* [Exercise brief]:
Reproduce the data below verbatim from the line containing "Question. Locate the sky" through its final line, and produce nothing more.

* [Input material]:

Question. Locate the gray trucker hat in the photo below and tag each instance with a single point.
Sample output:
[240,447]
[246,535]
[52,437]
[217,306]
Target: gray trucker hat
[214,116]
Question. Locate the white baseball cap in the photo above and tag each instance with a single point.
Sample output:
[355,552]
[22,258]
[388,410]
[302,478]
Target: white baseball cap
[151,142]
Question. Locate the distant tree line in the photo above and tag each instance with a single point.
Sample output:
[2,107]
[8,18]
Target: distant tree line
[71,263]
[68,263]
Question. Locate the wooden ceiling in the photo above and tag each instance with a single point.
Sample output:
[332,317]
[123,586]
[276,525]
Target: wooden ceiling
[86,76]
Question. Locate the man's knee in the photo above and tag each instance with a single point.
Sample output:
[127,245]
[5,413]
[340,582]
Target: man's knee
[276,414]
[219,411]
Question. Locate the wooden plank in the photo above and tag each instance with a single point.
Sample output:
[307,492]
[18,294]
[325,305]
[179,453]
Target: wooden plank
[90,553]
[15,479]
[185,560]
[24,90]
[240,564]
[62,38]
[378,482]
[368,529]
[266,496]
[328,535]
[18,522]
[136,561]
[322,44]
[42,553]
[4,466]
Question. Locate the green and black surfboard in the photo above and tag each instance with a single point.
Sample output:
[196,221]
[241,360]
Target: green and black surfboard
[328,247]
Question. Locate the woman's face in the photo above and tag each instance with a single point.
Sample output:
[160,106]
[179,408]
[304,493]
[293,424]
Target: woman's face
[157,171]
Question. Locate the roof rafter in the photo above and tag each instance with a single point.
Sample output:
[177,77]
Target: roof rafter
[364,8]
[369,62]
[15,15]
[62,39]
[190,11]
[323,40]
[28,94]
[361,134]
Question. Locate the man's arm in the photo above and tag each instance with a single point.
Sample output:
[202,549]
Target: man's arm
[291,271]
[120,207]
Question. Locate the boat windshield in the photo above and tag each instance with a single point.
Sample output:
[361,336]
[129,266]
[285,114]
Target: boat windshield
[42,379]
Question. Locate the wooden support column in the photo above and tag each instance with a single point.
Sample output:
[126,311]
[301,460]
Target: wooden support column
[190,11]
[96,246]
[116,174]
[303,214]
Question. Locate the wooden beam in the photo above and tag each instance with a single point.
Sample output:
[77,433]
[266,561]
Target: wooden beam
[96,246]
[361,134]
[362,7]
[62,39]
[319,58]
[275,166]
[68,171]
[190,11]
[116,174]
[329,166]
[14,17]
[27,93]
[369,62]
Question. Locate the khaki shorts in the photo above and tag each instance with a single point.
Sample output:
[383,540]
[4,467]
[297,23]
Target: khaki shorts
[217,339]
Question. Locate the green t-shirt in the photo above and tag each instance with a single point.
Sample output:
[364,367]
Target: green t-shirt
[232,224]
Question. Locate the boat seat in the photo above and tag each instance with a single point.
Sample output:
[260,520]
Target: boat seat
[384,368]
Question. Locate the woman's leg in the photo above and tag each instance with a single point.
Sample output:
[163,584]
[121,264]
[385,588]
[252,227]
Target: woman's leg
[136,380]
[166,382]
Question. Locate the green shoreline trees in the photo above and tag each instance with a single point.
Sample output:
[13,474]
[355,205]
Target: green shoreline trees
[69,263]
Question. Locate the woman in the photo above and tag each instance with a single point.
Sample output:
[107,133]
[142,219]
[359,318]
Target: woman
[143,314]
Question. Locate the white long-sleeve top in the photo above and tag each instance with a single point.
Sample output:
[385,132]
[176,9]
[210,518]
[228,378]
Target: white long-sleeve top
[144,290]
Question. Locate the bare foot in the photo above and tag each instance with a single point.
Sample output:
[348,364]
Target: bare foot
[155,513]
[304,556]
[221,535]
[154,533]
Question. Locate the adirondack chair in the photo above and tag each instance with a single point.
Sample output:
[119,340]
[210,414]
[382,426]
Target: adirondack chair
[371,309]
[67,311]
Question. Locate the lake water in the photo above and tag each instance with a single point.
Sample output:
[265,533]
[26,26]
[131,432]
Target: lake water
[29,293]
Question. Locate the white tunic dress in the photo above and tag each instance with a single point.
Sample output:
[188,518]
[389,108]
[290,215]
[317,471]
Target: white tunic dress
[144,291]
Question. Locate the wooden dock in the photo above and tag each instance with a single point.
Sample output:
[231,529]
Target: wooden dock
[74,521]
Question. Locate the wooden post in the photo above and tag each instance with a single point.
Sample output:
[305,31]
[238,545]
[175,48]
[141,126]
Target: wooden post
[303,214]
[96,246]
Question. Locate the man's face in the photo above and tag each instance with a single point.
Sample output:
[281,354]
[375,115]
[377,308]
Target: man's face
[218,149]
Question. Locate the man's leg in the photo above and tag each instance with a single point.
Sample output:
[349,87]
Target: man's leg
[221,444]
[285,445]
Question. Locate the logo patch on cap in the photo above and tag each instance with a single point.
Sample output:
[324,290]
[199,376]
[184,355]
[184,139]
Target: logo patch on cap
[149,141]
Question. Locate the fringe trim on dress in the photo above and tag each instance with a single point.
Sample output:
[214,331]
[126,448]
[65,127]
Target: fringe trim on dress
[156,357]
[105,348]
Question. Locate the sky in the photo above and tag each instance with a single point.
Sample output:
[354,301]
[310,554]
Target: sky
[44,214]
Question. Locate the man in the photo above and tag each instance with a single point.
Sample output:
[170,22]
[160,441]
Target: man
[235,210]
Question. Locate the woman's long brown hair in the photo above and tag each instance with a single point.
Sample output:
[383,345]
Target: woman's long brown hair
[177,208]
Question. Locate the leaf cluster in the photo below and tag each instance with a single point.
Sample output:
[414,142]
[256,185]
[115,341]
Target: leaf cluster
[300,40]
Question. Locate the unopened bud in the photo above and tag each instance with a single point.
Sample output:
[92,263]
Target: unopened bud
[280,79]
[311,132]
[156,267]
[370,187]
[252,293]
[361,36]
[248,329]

* [Task solution]:
Question. Locate the sky in the photo above and tag each instance with a single point.
Sample output:
[354,301]
[310,554]
Target: sky
[44,214]
Question. Locate the man in the photo above and tag each instance with a single point.
Sample output:
[170,22]
[160,441]
Target: man
[235,210]
Question. Locate the woman's long brown hair in the photo above and tag each instance with a single point.
Sample output:
[383,345]
Target: woman's long brown hair
[177,208]
Question. Locate the leaf cluster in the photo below and tag each instance with a single point.
Sample output:
[414,142]
[256,185]
[115,341]
Target: leaf cluster
[300,40]
Question. Locate the unopened bud in the photo above and tag each instance with a single point.
Sample output:
[92,263]
Target: unopened bud
[280,79]
[311,132]
[156,267]
[370,187]
[252,293]
[361,36]
[248,329]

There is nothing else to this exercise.